#### SOURCE PASSAGE:
------------------------------------

Re: [PR] feat: Support reverse function with ArrayType input [datafusion-comet]

via GitHub Thu, 02 Oct 2025 08:31:48 -0700


cfmcgrady commented on code in PR #2481:
URL: https://github.com/apache/datafusion-comet/pull/2481#discussion_r2399209075



##########
spark/src/test/scala/org/apache/comet/CometArrayExpressionSuite.scala:
##########
@@ -163,21 +175,26 @@ class CometArrayExpressionSuite extends CometTestBase 
with AdaptiveSparkPlanHelp
     withSQLConf(CometConf.COMET_EXPR_ALLOW_INCOMPATIBLE.key -> "true") {
       Seq(true, false).foreach { dictionaryEnabled =>
         withTempDir { dir =>
-          val path = new Path(dir.toURI.toString, "test.parquet")
-          makeParquetFileAllPrimitiveTypes(path, dictionaryEnabled = 
dictionaryEnabled, 10000)
-          spark.read.parquet(path.toString).createOrReplaceTempView("t1");
-          checkSparkAnswerAndOperator(spark.sql("Select 
array_prepend(array(_1),false) from t1"))
-          checkSparkAnswerAndOperator(
-            spark.sql("SELECT array_prepend(array(_2, _3, _4), 4) FROM t1"))

------------------------------------

#### REQUESTS:
1. In the code review message about the reverse function, translate this sentence into Spanish: "cfmcgrady commented on code in PR #2481:"
2. According to the code review message about the reverse function, which file does the quoted diff come from?
3. Continue the code review message about the reverse function from the point where it stops.

------------------------------------

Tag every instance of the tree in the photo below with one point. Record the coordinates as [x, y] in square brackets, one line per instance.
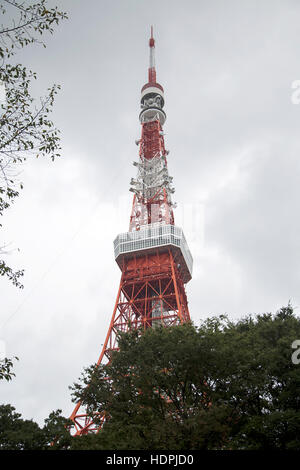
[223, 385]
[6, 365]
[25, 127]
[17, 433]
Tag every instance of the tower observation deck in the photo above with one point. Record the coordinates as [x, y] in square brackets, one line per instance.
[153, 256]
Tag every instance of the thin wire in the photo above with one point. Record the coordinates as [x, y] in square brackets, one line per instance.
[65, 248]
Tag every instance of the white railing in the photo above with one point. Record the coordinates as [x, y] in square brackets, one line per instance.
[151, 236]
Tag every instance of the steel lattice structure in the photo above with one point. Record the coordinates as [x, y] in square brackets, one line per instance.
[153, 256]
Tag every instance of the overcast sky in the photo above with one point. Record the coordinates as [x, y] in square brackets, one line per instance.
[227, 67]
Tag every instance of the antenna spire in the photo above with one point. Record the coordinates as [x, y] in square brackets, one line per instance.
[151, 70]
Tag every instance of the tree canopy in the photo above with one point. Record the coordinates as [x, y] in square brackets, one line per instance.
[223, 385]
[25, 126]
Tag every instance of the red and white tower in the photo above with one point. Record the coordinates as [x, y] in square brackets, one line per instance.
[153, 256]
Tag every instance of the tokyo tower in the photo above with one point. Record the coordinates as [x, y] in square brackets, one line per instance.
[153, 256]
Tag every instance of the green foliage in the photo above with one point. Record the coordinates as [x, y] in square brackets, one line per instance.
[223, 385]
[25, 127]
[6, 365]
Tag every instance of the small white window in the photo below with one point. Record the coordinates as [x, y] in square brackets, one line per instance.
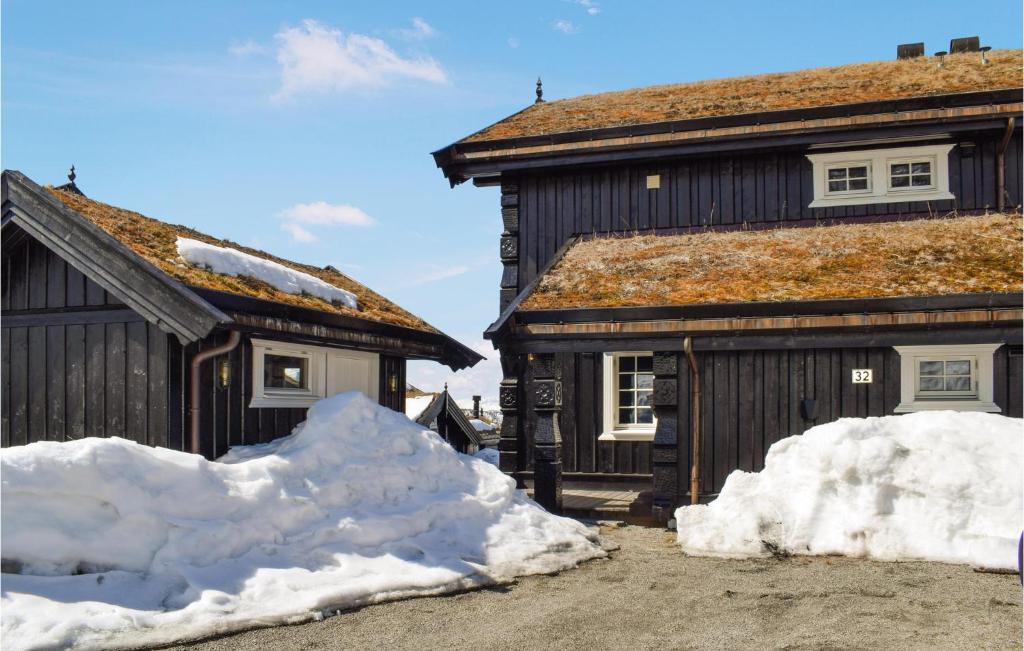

------------------------------------

#### RESPONSE LIST:
1. cfmcgrady comentó el código en el PR #2481:

2. spark/src/test/scala/org/apache/comet/CometArrayExpressionSuite.scala

3.
-          checkSparkAnswerAndOperator(
-            spark.sql("SELECT array_prepend(array(_2, _3, _4), null) FROM 
t1"));
-          checkSparkAnswerAndOperator(
-            spark.sql("SELECT array_prepend(array(_6, _7), CAST(6.5 AS 
DOUBLE)) FROM t1"));
-          checkSparkAnswerAndOperator(
-            spark.sql("SELECT array_prepend(array(_8), 'test') FROM t1"));
-          checkSparkAnswerAndOperator(spark.sql("SELECT 
array_prepend(array(_19), _19) FROM t1"));
-          checkSparkAnswerAndOperator(
-            spark.sql("SELECT array_prepend((CASE WHEN _2 =_3 THEN array(_4) 
END), _4) FROM t1"));
+          withTempView("1") {
+            val path = new Path(dir.toURI.toString, "test.parquet")
+            makeParquetFileAllPrimitiveTypes(path, dictionaryEnabled = 
dictionaryEnabled, 10000)
+            spark.read.parquet(path.toString).createOrReplaceTempView("t1");

Review Comment:
   Sorry for the late reply - I was on holiday for Chinese National Day.
   
   This happens because we need to isolate views between tests within the same 
`Suite`, similar to what we do with SQLConf `withSQLConf(...)`.
   
   1. A view created by the method `createOrReplaceTempView` has the same 
lifetime as the Spark session that created the Dataset.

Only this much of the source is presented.